## PROMPT 1:
Reproduce word for word the passage of the article on persecuted Middle Eastern Christians starting at "It was Sunni" and ending at "fundamentalism in Gaza.".
## PROMPT 2:
Extend the article on persecuted Middle Eastern Christians beyond its final sentence.
— Begin SOURCE EXTRACT —
RELIGIOUS INTOLERANCE: THE BURDEN OF THE CROSS
AINA Assyrian International News Agency
Dec 25 2014
The Guardian
Posted 2014-12-26 00:32 GMT
Photographs of slain Iraqi priests are seen during a mass at Our Lady
of Salvation church in Baghdad, Iraq in November 2010 (photo: Khalid
Mohammed/AP).The invasion of Iraq in 2003 and its aftermath can be
seen in hindsight as the greatest catastrophe to strike the ancient
Christian communities of the Middle East since the Mongol invasions.
In some ways it was worse. The Mongol invasions had as a side effect
the postponement for about 50 years of the collapse of the Crusader
kingdoms. The invasion of Iraq contributed nothing to the safety of
any Christian community anywhere.
The hideous convulsions that followed have been dreadful for everyone
in the region, but nobody has suffered more than the Christians,
persecuted alike in Sunni and Shia states. In the nations that are not
at war, they are tolerated but oppressed; in the Gulf, most Christians
are servants, abominably treated. Their religion must be practised in
secret, with converts threatened with death. In Iran, a missionary or
a pastor is hanged from time to time as an exercise in public morality.
In the states where war rages, every man's hand is against them. The
Christian population of Iraq was more than a million in 2003. Now it
is less than a third of that size, with perhaps half that number in
Kurdistan, which is functionally independent of the Shia government
anyway. They are not coming back. Nor can they feel safe in Kurdistan.
It was Sunni Kurds who did much of the killing in Turkey's attempted
genocide of the Armenian Christians 100 years ago, and both sides
remember this.
In Syria, a brutal sectarian insurgency drives some Christians to
support the ruthless Assad regime. In Egypt, the already vulnerable
Coptic Christians, who lived there for 600 years before the Muslims
arrived, had a dreadful Arab spring under the Islamist regime of
President Mohamed Morsi and, after the counter-revolutionary coup,
continue to be persecuted, both inside and outside the law. Even
Israel, which presents itself as a beacon of religious liberty,
is a dreadful place to live for Christian Arabs, caught between an
occupying army in the West Bank and Muslim fundamentalism in Gaza.
Further east, in Pakistan, a corrupt government fails to challenge
deep prejudice that leaves Christians vulnerable to judicial murder
under the blasphemy laws, as well as to the lynchings and pogroms to
which the authorities turn an understanding eye. Those rare politicians
brave enough to speak up for toleration can be assassinated, sometimes
by their own bodyguards.
— End SOURCE EXTRACT —
— Begin DATASET ROWS —
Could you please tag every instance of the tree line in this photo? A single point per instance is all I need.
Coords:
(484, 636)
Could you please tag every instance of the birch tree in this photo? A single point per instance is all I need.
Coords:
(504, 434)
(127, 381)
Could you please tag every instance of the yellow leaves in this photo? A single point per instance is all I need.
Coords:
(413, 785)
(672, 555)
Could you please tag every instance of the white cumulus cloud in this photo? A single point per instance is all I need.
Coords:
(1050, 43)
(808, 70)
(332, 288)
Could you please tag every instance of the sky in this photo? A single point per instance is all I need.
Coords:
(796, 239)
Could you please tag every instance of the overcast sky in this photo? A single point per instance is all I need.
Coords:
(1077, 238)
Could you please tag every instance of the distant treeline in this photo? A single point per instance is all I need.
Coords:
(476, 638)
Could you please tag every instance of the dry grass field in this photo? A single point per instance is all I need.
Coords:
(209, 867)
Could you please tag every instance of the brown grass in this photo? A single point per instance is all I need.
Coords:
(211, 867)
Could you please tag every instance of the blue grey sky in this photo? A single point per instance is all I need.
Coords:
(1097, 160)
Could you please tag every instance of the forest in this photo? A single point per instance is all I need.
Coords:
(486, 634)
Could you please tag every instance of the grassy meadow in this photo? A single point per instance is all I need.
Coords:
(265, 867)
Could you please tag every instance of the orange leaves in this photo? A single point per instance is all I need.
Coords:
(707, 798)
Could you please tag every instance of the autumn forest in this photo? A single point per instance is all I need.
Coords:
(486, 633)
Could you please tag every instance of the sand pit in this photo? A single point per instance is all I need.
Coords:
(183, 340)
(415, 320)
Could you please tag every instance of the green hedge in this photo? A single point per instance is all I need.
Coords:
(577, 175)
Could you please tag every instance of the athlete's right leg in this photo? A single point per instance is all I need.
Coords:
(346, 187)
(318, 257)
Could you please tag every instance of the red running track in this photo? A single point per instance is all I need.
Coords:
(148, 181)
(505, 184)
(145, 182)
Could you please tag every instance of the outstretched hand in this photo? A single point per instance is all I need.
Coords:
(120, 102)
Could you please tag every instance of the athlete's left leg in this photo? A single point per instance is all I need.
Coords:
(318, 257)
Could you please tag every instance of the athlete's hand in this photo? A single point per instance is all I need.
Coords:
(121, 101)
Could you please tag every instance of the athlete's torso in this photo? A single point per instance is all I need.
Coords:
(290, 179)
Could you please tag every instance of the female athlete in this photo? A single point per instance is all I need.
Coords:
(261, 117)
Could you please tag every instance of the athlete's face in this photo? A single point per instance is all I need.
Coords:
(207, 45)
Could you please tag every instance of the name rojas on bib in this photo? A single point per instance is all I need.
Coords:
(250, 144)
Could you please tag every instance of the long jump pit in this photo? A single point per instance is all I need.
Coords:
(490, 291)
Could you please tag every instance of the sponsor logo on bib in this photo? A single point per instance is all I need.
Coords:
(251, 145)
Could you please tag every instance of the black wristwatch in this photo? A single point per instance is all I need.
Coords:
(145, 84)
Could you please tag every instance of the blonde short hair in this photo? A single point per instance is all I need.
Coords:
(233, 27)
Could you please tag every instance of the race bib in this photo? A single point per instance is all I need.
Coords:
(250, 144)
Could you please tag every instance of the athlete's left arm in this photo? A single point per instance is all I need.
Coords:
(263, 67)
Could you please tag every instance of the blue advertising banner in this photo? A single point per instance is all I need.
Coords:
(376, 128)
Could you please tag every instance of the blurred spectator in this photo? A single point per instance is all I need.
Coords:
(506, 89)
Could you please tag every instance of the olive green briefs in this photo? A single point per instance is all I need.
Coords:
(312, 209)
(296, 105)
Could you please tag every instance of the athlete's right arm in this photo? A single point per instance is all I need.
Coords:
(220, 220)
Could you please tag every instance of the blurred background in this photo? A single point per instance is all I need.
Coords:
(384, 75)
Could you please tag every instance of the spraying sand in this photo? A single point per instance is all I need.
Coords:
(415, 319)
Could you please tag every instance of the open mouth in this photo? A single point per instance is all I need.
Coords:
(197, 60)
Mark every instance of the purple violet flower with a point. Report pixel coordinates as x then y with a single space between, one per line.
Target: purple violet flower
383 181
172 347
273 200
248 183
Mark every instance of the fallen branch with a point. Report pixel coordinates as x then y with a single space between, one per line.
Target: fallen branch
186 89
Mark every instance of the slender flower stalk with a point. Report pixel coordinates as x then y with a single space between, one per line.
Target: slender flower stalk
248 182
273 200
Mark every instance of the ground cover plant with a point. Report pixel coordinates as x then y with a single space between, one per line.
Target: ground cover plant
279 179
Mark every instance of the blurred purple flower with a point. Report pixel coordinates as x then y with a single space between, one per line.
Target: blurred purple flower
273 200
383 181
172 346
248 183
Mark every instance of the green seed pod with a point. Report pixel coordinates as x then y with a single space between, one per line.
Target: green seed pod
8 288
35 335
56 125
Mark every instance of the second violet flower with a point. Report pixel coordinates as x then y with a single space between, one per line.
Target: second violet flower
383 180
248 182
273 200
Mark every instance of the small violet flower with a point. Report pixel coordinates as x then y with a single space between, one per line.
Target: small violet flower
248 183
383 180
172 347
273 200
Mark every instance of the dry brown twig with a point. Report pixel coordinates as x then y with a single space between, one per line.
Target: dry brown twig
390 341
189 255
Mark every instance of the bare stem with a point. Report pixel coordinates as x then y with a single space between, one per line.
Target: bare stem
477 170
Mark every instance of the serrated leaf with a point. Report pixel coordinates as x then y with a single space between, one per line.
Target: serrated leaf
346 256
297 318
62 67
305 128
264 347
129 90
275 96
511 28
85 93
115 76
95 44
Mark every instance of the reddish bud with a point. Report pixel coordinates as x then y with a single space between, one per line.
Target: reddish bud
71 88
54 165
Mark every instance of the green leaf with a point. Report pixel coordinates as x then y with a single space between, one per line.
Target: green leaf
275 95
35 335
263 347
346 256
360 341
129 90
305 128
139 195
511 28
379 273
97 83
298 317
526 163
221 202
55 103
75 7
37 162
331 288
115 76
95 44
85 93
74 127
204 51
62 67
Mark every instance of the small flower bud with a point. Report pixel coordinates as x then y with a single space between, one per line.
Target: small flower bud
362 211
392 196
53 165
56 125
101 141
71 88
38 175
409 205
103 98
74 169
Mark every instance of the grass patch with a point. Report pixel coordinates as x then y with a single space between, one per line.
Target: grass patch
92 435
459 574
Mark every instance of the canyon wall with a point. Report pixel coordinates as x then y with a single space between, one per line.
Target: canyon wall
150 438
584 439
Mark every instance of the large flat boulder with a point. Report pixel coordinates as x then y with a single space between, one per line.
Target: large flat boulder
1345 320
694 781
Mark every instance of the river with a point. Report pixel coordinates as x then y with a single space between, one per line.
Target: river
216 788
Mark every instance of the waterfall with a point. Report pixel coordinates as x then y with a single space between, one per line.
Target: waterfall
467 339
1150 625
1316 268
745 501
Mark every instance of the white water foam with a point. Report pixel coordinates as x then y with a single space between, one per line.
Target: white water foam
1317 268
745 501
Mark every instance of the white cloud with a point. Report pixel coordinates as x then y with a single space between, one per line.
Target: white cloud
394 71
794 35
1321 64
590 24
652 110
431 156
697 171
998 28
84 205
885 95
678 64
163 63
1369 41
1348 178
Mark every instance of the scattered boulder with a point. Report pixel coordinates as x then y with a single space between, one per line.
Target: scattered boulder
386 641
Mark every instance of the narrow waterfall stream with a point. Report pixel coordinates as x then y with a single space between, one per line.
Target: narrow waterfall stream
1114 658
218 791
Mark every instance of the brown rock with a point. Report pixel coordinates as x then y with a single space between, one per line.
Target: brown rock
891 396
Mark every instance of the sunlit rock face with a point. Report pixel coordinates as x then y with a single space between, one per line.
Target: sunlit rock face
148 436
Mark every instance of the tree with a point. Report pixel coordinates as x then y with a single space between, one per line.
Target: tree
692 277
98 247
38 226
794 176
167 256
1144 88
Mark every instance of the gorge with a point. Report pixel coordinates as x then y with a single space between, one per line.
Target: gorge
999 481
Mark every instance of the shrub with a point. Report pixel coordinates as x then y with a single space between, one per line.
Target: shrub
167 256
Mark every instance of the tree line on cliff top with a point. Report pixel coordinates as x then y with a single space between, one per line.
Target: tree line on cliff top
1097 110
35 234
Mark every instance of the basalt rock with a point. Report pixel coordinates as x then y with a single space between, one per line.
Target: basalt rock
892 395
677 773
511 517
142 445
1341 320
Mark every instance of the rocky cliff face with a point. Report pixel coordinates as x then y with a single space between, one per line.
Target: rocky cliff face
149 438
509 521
— End DATASET ROWS —
## EXERCISE OUTPUT 1:
It was Sunni Kurds who did much of the killing in Turkey's attempted
genocide of the Armenian Christians 100 years ago, and both sides
remember this.
In Syria, a brutal sectarian insurgency drives some Christians to
support the ruthless Assad regime. In Egypt, the already vulnerable
Coptic Christians, who lived there for 600 years before the Muslims
arrived, had a dreadful Arab spring under the Islamist regime of
President Mohamed Morsi and, after the counter-revolutionary coup,
continue to be persecuted, both inside and outside the law. Even
Israel, which presents itself as a beacon of religious liberty,
is a dreadful place to live for Christian Arabs, caught between an
occupying army in the West Bank and Muslim fundamentalism in Gaza.

## EXERCISE OUTPUT 2:
Across a wide belt of sub-Saharan Africa, but especially in Nigeria,
northern Kenya and the Central African Republic, there are simmering
wars between Muslim and Christian ethnic groups. In some cases, in
the Democratic Republic of the Congo and in South Sudan, Christian
armies fight merciless civil wars against each other and civilian
populations. It isn't just a simple story of Muslims persecuting
Christians. In China and in North Korea, atheist governments are
persecuting Christians; in Russia, an Orthodox Christian regime treats
Catholics with suspicion and Protestants with brutality. In India,
state governments have indulged the persecution of Christians under
the ludicrous pretext that they are stamping out proselytism.
Nonetheless, the problem of Christian persecution is most pronounced
in Islamic societies, and especially in places where oil riches are
inflaming prejudice. Of course, Muslims in Europe or North America
confront intolerance too, but it would be silly to deny that the
situation of Christians in the Middle East is very much worse.
The answer is not to inflame matching animosity against Islam. A
clearer understanding of that faith's complexities would be a help,
both to praise the visions of peace it contains and to condemn the
way that certain Muslim ideas are turned into aggression by some
adherents. But this is best done in terms that Muslims themselves can
embrace, through a discussion involving people of all faiths as well
as those of none.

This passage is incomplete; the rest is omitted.